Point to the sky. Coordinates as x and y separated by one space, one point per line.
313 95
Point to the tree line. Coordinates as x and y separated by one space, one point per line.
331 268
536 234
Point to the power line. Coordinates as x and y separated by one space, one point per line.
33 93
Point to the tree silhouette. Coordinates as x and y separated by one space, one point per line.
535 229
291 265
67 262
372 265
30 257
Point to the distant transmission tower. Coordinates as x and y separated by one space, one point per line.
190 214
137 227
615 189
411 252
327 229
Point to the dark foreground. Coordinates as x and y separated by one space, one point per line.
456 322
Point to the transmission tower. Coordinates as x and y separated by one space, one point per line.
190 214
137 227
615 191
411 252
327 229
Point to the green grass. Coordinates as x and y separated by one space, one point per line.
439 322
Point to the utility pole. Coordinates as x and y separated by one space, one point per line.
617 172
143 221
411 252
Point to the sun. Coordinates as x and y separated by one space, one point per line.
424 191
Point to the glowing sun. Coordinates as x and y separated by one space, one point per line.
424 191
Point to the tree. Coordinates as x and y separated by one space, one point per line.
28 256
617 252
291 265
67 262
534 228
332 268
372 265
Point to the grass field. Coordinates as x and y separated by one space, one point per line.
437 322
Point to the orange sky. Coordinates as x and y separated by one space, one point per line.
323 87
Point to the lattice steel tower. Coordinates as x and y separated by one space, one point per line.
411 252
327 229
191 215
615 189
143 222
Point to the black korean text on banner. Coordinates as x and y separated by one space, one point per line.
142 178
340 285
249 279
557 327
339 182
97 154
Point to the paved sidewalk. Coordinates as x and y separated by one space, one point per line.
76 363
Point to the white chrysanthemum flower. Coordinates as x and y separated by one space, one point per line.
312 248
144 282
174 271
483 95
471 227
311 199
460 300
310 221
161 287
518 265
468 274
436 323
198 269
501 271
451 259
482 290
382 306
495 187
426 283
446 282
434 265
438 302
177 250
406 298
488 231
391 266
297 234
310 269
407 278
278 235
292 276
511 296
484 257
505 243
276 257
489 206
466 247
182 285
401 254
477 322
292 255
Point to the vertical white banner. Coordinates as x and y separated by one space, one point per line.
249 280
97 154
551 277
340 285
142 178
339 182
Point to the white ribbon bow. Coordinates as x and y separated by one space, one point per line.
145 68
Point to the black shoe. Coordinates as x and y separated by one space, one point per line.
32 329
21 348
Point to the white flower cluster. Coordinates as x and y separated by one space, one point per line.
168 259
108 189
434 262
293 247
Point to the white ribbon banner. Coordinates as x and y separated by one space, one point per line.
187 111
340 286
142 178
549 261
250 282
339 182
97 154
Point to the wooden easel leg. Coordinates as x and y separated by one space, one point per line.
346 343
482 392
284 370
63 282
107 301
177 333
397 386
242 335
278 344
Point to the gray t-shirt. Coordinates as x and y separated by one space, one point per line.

▬▬▬▬▬▬

*Problem details*
Switch "transmission tower" to "electricity pylon" everywhere in the records above, and write all the records out again with nothing else changed.

*Problem solution*
Point to the sky. Coordinates as x and y separated by one space, one point per line.
313 95
Point to the tree line. Coordinates as x and y separated by one space, one point per line.
331 268
536 234
Point to the power line. Coordinates as x and y separated by one space, one point per line.
33 93
Point to the tree silhouette. Coordinates as x and y separated by one space, one point per line.
535 229
291 265
67 262
372 265
30 257
Point to the distant electricity pylon. Coordinates as x and y separated by one space, one point per line.
190 214
137 227
615 189
411 252
327 229
Point to the dark foreground. Coordinates as x and y separated by one space, one point per line.
456 322
Point to the electricity pylon. Coordinates as x and y separated by one space, one point per line.
190 214
137 227
615 191
411 252
327 229
Point to the green grass. Coordinates as x and y separated by one space, one point per line.
439 322
Point to the utility pole. Coordinates as x and y separated by one space, one point per line.
617 172
143 221
411 252
Point to the sun. Coordinates as x and y separated by one space, one point per line.
424 191
Point to the glowing sun. Coordinates as x and y separated by one space, one point per line.
424 191
Point to the tree. Coordinates as x and y separated by one space, one point per line.
28 256
617 252
291 265
67 262
534 228
332 268
372 265
Point to the grass field. Coordinates as x and y separated by one space, one point per line.
437 322
Point to the orange sky. Coordinates as x and y separated by one space, one point per line.
323 87
Point to the lattice steel tower. Coordinates as x and y separated by one space, one point per line.
411 252
327 229
191 215
615 189
143 222
Point to the black korean text on banner. Coordinates as x and y separated by one space, one point per line.
142 178
340 285
249 279
557 327
339 182
97 154
Point to the paved sidewalk. Coordinates as x and y separated by one space, one point per line.
76 363
Point to the white chrysanthemum flower. Coordinates as x and y separated by one space, one point per line.
312 248
144 282
174 271
483 95
471 227
311 199
460 300
310 221
161 287
518 265
468 274
436 323
198 269
501 271
451 259
482 290
382 306
495 187
426 283
446 282
434 265
438 302
177 250
406 298
488 231
391 266
297 234
310 269
407 278
278 235
292 276
511 296
484 257
505 243
276 257
489 206
466 247
182 285
401 254
477 322
292 255
Point to the vertical white banner. Coordinates as x and y separated by one space, one point per line.
249 280
97 154
551 277
340 285
142 178
339 182
Point to the white ribbon bow. Coordinates as x and y separated by one space, one point per line.
145 68
Point to the black shoe. Coordinates as x and y separated by one space, one point per line.
32 329
21 348
Point to the white flower cluster. Coordinates as x and y separated by one space, one point per line.
168 259
108 189
434 262
293 247
Point to the white ribbon banner. Coordinates as x and y separated by one space, one point per line.
187 111
340 286
142 178
549 261
250 282
339 182
97 154
Point to the wooden easel leg. Coordinates as x and y separated by one space, one point per line.
346 343
482 392
284 370
63 282
107 301
177 333
397 386
242 335
278 344
Point to the gray t-shirt. Coordinates as x and y separated by one space, one point per line.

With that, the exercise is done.